* **What this task involves**
Write out the data again exactly, skipping every picture.

Region pointing data:

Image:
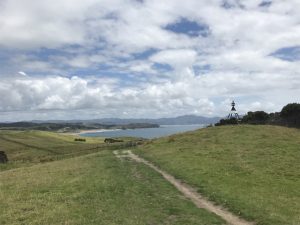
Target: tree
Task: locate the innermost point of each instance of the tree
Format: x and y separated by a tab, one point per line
291	114
258	117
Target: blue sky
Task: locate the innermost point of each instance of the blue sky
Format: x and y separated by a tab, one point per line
128	58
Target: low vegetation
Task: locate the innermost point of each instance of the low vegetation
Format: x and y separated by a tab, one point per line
254	171
289	116
96	188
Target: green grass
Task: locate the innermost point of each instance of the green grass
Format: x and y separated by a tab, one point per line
94	189
30	147
254	171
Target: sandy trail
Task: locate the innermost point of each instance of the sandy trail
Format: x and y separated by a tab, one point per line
188	192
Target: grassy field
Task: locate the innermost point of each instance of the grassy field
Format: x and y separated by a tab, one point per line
254	171
30	147
94	189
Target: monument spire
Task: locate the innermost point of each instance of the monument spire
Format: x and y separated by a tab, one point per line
233	113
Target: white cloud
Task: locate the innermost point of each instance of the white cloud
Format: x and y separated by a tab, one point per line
82	36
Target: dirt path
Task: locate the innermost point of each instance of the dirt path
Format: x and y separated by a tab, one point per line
188	191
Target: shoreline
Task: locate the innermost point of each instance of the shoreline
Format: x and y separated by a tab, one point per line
90	131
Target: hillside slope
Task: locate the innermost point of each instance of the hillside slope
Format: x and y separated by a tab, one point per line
252	170
95	189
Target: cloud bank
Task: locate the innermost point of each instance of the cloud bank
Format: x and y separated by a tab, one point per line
98	58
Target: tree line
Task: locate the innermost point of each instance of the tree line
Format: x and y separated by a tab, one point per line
288	116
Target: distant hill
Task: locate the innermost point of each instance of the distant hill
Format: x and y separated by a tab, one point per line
180	120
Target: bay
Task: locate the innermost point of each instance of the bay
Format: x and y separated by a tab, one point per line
163	130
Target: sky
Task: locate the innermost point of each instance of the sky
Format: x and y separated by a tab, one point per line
74	59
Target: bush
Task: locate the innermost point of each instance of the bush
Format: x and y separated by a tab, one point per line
258	117
291	114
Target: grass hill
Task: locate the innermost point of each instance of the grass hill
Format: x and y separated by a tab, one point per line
252	170
95	188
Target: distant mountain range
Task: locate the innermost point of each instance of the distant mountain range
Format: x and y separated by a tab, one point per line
180	120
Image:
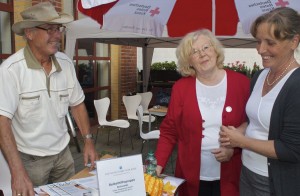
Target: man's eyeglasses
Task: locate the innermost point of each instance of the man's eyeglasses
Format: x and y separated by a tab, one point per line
197	52
53	30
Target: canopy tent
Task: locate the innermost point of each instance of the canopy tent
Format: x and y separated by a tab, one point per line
89	28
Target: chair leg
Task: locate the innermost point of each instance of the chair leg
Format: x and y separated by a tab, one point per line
142	145
108	134
130	139
95	141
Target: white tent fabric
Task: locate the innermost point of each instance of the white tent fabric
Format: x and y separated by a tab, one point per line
89	28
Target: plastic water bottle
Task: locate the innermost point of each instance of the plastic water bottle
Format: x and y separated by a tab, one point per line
150	164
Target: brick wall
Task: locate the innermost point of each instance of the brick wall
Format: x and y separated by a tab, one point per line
128	73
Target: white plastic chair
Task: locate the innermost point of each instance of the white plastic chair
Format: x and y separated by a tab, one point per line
149	135
131	104
102	106
5	177
146	99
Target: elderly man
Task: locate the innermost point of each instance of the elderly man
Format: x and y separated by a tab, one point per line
37	85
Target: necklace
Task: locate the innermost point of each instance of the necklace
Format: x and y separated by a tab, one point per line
276	79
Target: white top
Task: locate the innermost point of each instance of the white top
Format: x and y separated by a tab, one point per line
211	100
259	110
37	103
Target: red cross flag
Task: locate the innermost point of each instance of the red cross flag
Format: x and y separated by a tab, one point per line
220	16
140	16
248	10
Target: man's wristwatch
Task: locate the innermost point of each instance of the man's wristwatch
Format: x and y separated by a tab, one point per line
88	136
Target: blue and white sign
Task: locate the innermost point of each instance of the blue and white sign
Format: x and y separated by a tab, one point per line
121	176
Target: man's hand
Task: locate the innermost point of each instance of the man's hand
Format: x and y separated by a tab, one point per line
90	155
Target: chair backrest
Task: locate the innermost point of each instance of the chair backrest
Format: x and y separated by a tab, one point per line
102	106
5	177
131	104
146	99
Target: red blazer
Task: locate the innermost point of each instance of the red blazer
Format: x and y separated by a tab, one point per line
183	126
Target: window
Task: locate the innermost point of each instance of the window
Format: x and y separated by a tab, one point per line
92	61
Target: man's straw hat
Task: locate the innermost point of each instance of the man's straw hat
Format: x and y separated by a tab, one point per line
39	14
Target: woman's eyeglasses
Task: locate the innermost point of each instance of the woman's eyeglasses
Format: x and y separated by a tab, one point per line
197	52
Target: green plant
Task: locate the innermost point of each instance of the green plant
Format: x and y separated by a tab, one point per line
164	65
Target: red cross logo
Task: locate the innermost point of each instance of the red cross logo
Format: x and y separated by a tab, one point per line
282	3
155	11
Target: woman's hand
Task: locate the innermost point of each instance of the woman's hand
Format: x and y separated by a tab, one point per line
231	137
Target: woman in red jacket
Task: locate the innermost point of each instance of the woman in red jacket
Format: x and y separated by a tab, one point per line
206	97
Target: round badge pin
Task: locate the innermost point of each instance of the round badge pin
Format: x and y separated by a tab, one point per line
228	109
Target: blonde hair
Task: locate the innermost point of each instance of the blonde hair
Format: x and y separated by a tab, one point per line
284	22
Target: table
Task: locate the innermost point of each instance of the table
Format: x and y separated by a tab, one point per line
86	171
157	111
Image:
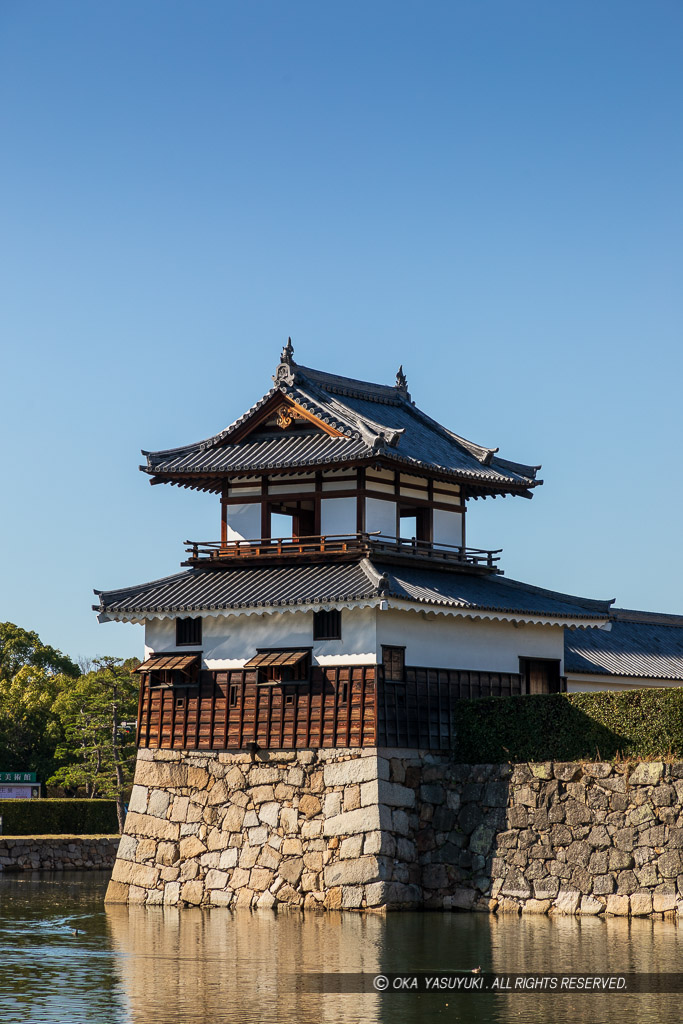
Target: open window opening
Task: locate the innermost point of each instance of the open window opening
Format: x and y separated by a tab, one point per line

* **Output of the task**
Image:
Target: tree
Task: locate the innermost point of each instance of the tree
Format: x and y separated by a tab, one point per line
291	114
258	117
Target: blue sky
Task: locate the innermost point of each instance of the blue sky
Format: x and y separated by a tab, one point per line
128	58
Target: low vegetation
Task: locate the innermost point of each instance of the low vegetation
Format: x and y separated by a tab, one point per line
254	171
289	116
96	188
Target: green grass
Task: locate the innermost point of each instance of the green grass
Format: x and y separated by a tab, one point per line
94	189
30	147
254	171
Target: sandy trail
Task: locate the innermost point of each instance of the sandy trail
Format: x and y separated by a tab, one point per line
188	192
Target: grassy field
Task: locate the innermost point of each instance of the grassy field
Format: x and y separated by a tab, one point per line
254	171
30	147
94	189
Target: monument spire
Task: locate the innermost point of each instance of the monument spire
Format: x and y separated by a tab, one point per line
233	113
Target: white cloud
Task: locate the innermost point of each instance of the white cloud
Format: x and y separated by a tab, one point per line
82	36
Target: dirt path
Task: locate the innermost point of each instance of the dirt path
Format: x and y separated by a tab, one point per line
188	191
Target: shoreline
Task: locate the innermost point of each instance of the shoreline
Format: x and y separated by a tab, one point per line
90	131
Target: hillside slope
Task: locate the innermost point of each instance of the hillside slope
Format: x and y separated by a tab, one point per line
252	170
95	189
Target: cloud bank
Task: locate the innermost point of each instance of the cloud bank
Format: x and y separated by a tab, one point per line
98	58
Target: tree line
Task: locate the innermost point of each instance of the tree line
Format: x and y separated by a tab, one point per line
288	116
Target: distant hill
Task: locate the innermost point of each instance of the distant hill
Format: x and y separated by a tab, one point per line
180	120
Target: bay
Task: locate the innermost point of each instance of the bay
Format: x and y separated by a tab, one point per line
163	130
Target: sky
Task: locate the innermost point of each instance of the sky
Format: x and y separated by a tab, one point per line
74	59
Target: bush
Task: locate the innermost point of each instance of the bush
Format: x and y separated by a tab, one point per line
258	117
291	114
Target: grass hill
Task: locate the innermost point of each instance of the grass hill
Format: x and y separated by a tab, one point per line
252	170
95	188
Target: distant mountain range
Task: locate the innermost point of each instance of the distant mountain range
Format: x and y separated by a tab, one point per line
180	120
Image:
Target: man's eyeglasses
Task: locate the innermost point of each instance of the man's eyeglasses
Format: x and y separated by a tab, one point per line
197	52
53	30
Target: canopy tent
Task: locate the innermost point of each instance of the canopy tent
Format: x and y separated by a tab, one point per line
89	28
Target: chair leg
Task: locate the innermost point of each instance of the chair leg
Format: x and y separated by a tab, one point per line
142	145
108	134
130	139
95	141
Target: white tent fabric
Task: locate the innermost point of each instance of the white tent fabric
Format: x and y separated by a tab, one point per line
89	28
Target: plastic water bottle
Task: locate the innermost point of each instance of the plastic water bottle
Format: x and y separated by a tab, one point per line
150	164
Target: brick wall
Task: locate the innermost point of each instance of the brick wall
Format: x and y separated by a tab, one point per line
128	73
Target: white plastic chair
Task: locate the innermost point of each instance of the white plastic chair
Format: x and y separated by a tab, one point per line
149	135
131	104
102	106
5	177
146	99
Target: elderly man
Task: locate the innermost point of each instance of the elderly man
Format: x and y separated by a tab, one point per line
37	85
Target: necklace
Task: locate the innermost point of each instance of the necklace
Format: x and y separated by a tab, one point per line
276	79
Target: white top
Task: locate the innermost point of each instance of the white top
Format: x and y separated by a tab, one point per line
211	100
259	110
37	103
Target: red cross flag
Task: locate the innermost point of each instance of the red cross flag
Format: x and y separated by a tab, one point per line
220	16
140	16
248	10
Target: man's wristwatch
Task: locate the innermost point of each instance of the man's wristwatch
Format: x and y separated by a tab, one point per line
88	136
Target: blue and white sign
Task: locate the innermost point of each instance of the blue and white sign
Format: x and y separated by a tab, one point per line
121	176
Target: man's hand
Task: locate the innermost point of each instance of the man's hand
Format: x and y separated by a tab, one point per line
90	155
Target: chair backrest
Task: locate the innermost point of each instance of the chair backrest
Format: x and y separated by a tab, one point per line
102	106
5	177
131	104
146	99
Target: red blazer
Task: locate the innermost point of each instance of the red blazer
Format: x and y separated by a tab, one point per line
183	126
Target: window
Task: locate the innermost point of each instance of the window
Format: x and y separated by a tab, one point per line
92	61
Target: man's straw hat
Task: locate the innermost point of each instance of the man's straw hat
Format: x and y separated by a tab, one point per line
39	14
Target: woman's eyeglasses
Task: locate the innermost point of each instance of the woman's eyeglasses
Format: x and y separated by a tab, one point per line
197	52
Target: green plant
Task: locate the innermost point of each instance of the green plant
Format: x and y separated by a tab, one point per line
164	65
Target: red cross logo
Task: locate the innermost point of each instance of the red cross logo
Format: x and y separated by a tab, one point per line
282	3
155	11
Target: woman's hand
Task: locate the innermost point of each instance of the woman's hand
Format: x and y separated by a tab, one point per line
231	137
Target: woman in red jacket
Task: locate the innermost point of each instance of the woman in red jacket
Format: x and y separated by a tab, one point per line
206	97
Target: round badge pin
Task: locate the innermost point of each instance of the round badge pin
Format: x and y separated by a tab, one point per line
228	109
Target: blonde hair
Task: locate the innermost point of each instance of the blonde hair
Format: x and y separated by a tab, one point per line
284	22
Target: table
Task: locate the innermost point of each instance of the table
Format: x and y separated by a tab, one point per line
86	171
157	111
Image:
Target: open window opening
Task: locate the innermost point of each instance of the open window opening
Format: x and y separated by a tab, one point per line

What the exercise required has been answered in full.